(Saved entries)
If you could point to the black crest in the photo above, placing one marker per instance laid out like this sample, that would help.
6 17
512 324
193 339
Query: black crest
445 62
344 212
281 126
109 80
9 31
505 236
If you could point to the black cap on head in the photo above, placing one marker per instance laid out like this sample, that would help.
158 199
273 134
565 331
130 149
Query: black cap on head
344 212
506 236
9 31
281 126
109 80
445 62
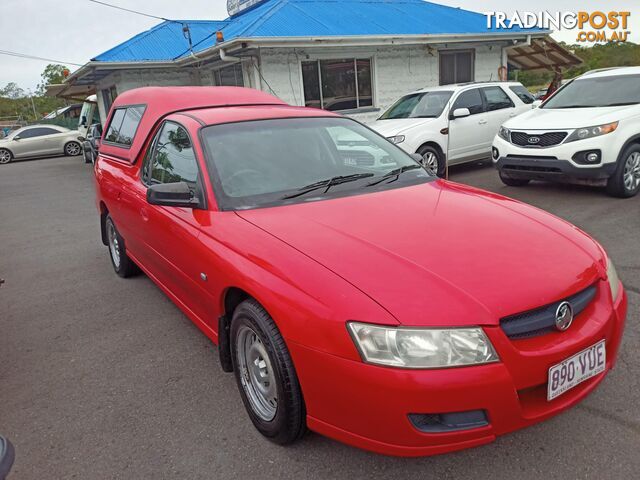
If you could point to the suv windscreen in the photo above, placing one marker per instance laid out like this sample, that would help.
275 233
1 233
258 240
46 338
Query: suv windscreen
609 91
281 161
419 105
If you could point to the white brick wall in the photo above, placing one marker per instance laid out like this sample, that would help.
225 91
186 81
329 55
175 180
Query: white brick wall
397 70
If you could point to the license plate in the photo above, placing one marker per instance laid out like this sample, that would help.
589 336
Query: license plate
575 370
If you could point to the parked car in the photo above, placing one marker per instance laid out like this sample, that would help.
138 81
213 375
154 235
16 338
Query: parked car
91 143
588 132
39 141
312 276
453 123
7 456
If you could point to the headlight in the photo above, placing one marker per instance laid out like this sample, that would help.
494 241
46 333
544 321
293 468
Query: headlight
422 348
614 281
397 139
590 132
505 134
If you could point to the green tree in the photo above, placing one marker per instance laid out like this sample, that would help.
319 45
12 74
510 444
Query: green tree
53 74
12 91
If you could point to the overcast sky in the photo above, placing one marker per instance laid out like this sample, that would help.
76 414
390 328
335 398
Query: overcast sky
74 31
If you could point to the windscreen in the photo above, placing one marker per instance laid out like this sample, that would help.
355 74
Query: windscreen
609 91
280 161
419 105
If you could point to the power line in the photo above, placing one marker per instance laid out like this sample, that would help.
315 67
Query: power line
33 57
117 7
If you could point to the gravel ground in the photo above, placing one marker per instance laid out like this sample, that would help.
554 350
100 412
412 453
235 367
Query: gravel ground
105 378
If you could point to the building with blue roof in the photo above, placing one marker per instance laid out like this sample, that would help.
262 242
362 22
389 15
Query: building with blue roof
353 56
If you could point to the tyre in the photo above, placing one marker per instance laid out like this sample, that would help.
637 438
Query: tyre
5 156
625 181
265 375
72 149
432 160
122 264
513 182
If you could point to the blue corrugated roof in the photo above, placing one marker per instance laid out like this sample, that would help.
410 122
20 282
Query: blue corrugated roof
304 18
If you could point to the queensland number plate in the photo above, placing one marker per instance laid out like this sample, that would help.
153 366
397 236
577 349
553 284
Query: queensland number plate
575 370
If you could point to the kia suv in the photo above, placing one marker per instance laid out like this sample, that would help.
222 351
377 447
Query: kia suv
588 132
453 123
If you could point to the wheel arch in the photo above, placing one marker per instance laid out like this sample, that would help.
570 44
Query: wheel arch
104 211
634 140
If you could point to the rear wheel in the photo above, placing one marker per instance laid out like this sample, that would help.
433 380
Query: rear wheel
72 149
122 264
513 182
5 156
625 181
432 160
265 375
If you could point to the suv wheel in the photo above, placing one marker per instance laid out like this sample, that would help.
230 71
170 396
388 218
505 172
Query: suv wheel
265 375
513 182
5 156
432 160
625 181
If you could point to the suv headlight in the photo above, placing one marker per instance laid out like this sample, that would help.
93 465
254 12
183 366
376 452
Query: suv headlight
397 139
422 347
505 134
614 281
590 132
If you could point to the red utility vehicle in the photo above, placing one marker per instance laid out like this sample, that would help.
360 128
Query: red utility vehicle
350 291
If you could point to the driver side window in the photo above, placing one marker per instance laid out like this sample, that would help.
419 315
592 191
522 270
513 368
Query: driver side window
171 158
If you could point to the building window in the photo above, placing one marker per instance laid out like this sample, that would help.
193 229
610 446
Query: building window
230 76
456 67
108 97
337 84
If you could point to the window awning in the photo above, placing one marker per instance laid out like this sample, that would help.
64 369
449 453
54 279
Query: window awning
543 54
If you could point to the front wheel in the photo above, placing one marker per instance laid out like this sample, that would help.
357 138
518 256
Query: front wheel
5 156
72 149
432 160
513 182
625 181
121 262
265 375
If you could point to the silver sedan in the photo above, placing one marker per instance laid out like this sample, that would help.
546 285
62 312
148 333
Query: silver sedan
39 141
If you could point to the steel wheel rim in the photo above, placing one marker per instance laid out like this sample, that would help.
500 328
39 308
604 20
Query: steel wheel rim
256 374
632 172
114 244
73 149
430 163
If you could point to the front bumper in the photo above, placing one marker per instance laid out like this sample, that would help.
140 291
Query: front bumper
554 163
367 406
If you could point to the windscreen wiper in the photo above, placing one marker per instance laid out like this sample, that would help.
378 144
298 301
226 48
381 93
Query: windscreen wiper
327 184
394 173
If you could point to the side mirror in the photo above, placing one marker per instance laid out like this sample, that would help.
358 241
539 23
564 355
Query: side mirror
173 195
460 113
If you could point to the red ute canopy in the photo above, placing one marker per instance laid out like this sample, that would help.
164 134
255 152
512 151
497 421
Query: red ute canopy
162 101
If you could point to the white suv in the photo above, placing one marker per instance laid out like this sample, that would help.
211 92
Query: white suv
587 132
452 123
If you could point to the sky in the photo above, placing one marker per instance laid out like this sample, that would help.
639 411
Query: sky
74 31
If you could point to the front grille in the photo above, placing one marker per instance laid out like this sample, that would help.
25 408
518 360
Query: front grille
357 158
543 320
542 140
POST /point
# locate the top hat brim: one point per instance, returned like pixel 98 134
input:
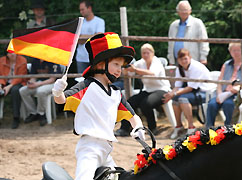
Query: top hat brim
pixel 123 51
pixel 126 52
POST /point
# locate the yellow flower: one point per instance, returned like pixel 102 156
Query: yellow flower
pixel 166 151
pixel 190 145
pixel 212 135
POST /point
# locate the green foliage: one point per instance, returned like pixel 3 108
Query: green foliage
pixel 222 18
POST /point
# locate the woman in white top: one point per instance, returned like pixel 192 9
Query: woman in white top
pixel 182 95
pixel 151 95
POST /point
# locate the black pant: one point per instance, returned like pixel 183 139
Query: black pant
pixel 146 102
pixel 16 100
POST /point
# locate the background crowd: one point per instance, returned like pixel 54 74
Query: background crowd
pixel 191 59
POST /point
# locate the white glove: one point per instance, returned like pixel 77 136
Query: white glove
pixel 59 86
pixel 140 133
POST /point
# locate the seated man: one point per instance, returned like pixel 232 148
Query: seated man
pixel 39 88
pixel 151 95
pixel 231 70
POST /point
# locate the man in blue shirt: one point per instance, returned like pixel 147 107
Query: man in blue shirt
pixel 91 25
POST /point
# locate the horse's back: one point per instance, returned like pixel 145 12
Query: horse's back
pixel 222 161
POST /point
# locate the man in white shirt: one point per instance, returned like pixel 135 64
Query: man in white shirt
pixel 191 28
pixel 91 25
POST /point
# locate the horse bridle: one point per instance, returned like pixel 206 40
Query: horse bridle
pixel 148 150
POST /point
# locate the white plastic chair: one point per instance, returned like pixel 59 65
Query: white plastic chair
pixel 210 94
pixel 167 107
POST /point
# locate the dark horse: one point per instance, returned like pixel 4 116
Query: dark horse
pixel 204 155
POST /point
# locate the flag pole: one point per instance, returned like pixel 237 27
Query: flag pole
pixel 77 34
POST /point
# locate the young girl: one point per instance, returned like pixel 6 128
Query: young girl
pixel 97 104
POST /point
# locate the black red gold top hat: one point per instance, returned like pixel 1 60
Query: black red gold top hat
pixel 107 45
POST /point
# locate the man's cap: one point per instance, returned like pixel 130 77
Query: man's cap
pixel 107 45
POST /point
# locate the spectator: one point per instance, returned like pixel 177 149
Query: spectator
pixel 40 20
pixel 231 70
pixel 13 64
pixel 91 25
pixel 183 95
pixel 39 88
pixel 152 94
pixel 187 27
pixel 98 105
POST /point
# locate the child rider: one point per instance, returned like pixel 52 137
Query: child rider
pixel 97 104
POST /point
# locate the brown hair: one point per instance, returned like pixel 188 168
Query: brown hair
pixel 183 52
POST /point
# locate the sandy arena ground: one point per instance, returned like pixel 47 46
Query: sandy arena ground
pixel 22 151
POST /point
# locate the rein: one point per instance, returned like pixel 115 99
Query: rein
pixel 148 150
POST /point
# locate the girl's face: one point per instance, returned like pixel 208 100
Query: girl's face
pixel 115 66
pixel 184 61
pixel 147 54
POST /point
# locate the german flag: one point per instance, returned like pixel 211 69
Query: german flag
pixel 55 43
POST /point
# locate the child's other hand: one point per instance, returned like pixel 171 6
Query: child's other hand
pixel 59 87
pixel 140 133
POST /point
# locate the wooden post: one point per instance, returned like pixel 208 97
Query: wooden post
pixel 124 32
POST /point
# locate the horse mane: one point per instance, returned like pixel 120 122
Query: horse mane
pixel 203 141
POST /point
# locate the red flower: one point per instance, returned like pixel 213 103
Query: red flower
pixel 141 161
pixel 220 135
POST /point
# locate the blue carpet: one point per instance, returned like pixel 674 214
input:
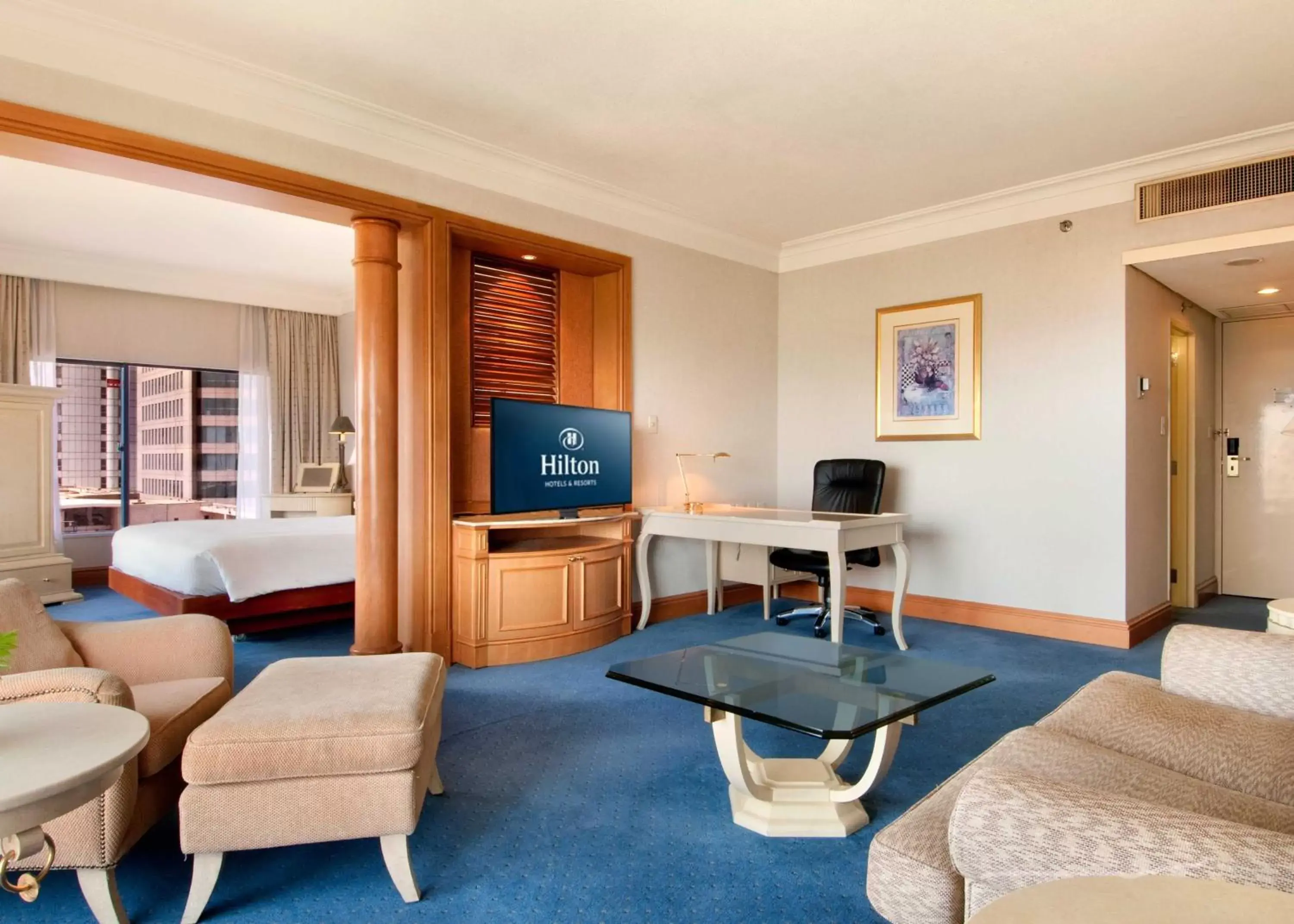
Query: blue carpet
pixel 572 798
---
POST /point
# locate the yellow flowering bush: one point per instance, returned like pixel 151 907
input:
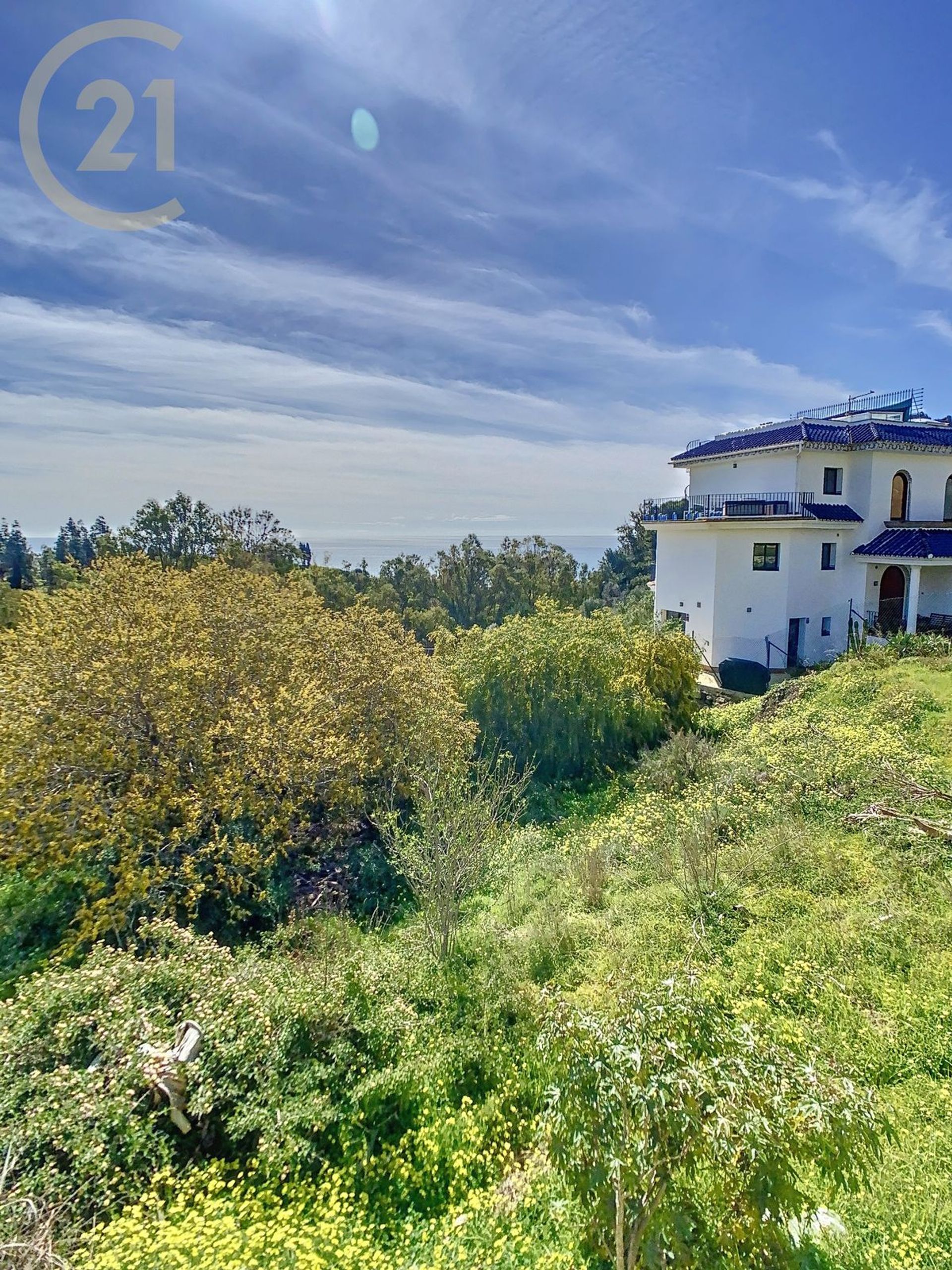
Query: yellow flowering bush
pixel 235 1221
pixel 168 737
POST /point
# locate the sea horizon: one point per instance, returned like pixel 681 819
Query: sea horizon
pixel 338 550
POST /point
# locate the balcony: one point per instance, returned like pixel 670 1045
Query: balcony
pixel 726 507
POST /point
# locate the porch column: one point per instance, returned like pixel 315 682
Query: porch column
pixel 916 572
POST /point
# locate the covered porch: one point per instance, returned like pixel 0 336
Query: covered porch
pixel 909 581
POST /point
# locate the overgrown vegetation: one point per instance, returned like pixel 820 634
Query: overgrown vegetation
* * *
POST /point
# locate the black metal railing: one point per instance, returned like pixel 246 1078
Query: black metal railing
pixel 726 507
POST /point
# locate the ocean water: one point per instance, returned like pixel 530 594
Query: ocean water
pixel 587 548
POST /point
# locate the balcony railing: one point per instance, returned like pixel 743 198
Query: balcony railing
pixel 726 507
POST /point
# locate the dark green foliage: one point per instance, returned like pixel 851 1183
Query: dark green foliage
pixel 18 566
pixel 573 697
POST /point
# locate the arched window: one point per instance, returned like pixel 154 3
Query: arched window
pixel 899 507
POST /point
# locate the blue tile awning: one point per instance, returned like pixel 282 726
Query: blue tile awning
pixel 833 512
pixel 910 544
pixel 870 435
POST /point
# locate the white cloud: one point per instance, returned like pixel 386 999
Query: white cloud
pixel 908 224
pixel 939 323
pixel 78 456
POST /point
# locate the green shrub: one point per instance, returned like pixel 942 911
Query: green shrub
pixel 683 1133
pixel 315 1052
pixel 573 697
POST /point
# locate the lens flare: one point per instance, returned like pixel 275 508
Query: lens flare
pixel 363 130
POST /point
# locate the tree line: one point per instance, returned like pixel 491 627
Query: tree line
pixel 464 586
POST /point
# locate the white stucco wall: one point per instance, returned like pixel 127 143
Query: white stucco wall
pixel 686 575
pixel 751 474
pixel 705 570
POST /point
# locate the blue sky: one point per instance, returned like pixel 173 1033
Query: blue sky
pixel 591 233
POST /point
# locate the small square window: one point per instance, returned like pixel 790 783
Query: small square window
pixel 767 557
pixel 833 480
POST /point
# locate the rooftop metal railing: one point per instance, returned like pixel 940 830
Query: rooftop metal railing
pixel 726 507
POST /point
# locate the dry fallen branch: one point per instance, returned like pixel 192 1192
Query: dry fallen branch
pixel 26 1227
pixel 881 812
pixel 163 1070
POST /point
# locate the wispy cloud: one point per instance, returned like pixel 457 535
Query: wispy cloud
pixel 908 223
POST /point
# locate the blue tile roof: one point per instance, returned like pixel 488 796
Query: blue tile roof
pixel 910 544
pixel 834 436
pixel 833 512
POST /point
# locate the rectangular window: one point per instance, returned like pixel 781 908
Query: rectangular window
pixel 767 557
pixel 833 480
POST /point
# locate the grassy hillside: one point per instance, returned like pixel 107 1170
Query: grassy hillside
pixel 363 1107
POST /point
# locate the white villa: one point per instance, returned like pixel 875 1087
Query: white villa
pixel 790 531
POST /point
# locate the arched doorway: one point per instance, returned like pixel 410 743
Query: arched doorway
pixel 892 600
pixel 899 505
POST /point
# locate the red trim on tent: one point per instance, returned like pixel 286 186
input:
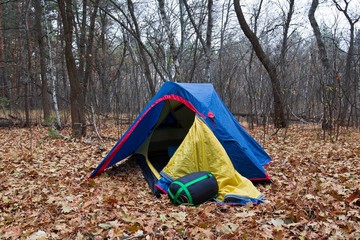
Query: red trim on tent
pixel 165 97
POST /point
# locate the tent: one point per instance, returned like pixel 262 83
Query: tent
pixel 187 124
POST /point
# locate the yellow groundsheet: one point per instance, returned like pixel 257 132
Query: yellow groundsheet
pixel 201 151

■ **About this exercise**
An exact transcription is needed of the lines from the one with "Query: white suv" to the one with "# locate the horse bridle: one" above, both ends included, with pictures left out.

■ **Written answer**
Query: white suv
587 132
452 123
If you could point to the sky in the photo above, placing one marker per instance laid out like this sample, that would help.
639 411
Query: sky
74 31
If you could point to the front grille in the photo above, placing one marker per instance laid out like this sample, that would help.
25 408
518 360
Query: front grille
357 158
543 320
542 140
POST /point
# locate the top hat brim: one point per instance, returned like pixel 98 134
input:
Query: top hat brim
pixel 123 51
pixel 126 52
POST /point
# locate the yellow flower: one point per instance, returned like pixel 102 156
Query: yellow flower
pixel 166 151
pixel 190 145
pixel 212 135
POST /point
# locate the green foliage: one point per instance, returned like pixel 3 108
Query: green foliage
pixel 222 18
POST /point
# locate the woman in white top: one point per instance, returned like pixel 192 9
Query: woman in white top
pixel 182 95
pixel 151 95
POST /point
# locate the black pant: one point per instance, returned like pixel 183 139
Query: black pant
pixel 146 102
pixel 16 100
POST /point
# locate the background crowd: one point per instance, returned like pixel 54 74
Query: background crowd
pixel 191 59
POST /point
# locate the white glove: one point per instance, returned like pixel 77 136
Query: white glove
pixel 59 86
pixel 140 133
POST /point
# locate the seated man: one point per instance, returned like pixel 232 148
Query: seated man
pixel 39 88
pixel 151 95
pixel 231 70
POST /point
# locate the man in blue shirt: one point per instance, returned like pixel 147 107
Query: man in blue shirt
pixel 91 25
POST /point
# locate the horse's back: one point per instance, returned like pixel 145 12
Query: horse's back
pixel 222 161
POST /point
# locate the man in white shirt: one point per instance, returned like pixel 135 64
Query: man in white shirt
pixel 191 28
pixel 91 25
POST /point
# locate the horse bridle: one point per instance, returned like pixel 206 40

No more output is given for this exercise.